Gleichwohl entstand in dieser Zeit - finanziell gefördert durch das Bundeswirtschaftsministerium - die Softwaregrundlage auch für die nun vorgestellte Akustische Kamera. "Parallele und Serielle Interferenzwerkzeuge", kurz: "PSI - Tools", heißt das funktionale Herzstück im Computer. Mit Hilfe des PSI-Tools-Programms wird die Ausbreitung der Welle nachvollziehbar. Wie bei einem rückwärts laufenden Film läßt sich der Weg bis zum Ausgangspunkt verfolgen. Viele Wellen, die von mehreren Impulsgebern, zum Beispiel Geräuschquellen, ergeben durch die Berechnung der Software ein (wie in der Optik spiegelverkehrtes) Abbild der Quelle. Heinz erklärt den komplexen Vorgang gerne mit dem Bild eines Aquariums, im dem Sensoren den Wasserstand von vorher definierten Stellen melden. Bewegen sich in dem ‘Wasser Fische, ließe sich deren Position auch hinter verdeckten Glasscheiben genau orten. Je mehr Sensoren als Eingangskanäle Meßdaten sammeln, desto genauer wird das Bild. Im praktischen Einsatz mit der Akustischen Kamera liefert eine genau justierte Anordnung (Array) von 12 hochempfindlichen Mikrofonen die nötige Datenbasis. |
Wird eine Geräuschquelle vor dem Array aufgebaut, liefert der angeschlossene Computer ein aus den Raum- und Zeitverläufen der eingefangenen Schallwellen errechnetes Hörbild. Die unterschiedlichen Dezibel-Werte werden farblich abgesetzt, blau bedeutet etwa "sehr laut", gelb hingegen "leise".

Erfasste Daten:
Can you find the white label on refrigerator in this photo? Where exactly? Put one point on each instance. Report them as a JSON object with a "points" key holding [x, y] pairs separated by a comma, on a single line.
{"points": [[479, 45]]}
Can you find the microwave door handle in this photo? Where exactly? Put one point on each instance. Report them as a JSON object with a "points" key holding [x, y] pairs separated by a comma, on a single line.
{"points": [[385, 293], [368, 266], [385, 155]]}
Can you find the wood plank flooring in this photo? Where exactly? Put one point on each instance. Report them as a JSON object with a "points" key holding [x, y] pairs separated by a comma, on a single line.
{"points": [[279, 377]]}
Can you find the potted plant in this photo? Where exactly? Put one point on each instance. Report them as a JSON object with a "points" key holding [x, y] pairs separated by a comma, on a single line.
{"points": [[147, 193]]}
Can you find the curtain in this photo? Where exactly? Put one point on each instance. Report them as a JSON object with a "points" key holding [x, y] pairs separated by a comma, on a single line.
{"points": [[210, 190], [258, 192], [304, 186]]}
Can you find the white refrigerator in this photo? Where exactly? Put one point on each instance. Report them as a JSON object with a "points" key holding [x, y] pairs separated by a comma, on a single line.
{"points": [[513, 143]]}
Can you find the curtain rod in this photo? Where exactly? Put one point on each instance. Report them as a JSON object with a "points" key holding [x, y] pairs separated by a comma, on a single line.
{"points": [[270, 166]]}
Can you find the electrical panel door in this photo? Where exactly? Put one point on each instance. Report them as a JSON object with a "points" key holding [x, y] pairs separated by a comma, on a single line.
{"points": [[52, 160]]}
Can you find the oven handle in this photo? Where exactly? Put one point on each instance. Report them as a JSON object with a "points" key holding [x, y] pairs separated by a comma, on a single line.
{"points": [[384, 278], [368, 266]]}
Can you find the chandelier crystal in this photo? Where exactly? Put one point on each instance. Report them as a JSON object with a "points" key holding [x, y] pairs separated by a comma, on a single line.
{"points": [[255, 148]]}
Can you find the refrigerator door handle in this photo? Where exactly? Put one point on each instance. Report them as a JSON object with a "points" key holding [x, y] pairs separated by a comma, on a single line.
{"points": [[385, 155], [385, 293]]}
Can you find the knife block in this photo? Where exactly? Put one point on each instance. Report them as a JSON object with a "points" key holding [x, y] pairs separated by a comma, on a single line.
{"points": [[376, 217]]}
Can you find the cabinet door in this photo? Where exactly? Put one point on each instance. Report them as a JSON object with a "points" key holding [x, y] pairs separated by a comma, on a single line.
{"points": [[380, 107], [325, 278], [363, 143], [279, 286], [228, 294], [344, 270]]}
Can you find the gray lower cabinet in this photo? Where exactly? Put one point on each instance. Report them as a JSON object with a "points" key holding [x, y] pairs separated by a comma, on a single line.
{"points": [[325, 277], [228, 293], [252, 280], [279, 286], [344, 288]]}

Auszuführende Aufgabe>
Beantworte bitte anhand des Textes über die Akustische Kamera folgende Fragen:
(a) Wofür steht die Kurzform "PSI - Tools"?
(b) Aus wie vielen Mikrofonen besteht das Array?
(c) Welche Farbe steht im Hörbild für "sehr laut"?

Als Antwort>
(a) Parallele und Serielle Interferenzwerkzeuge
(b) Aus 12 hochempfindlichen Mikrofonen
(c) Blau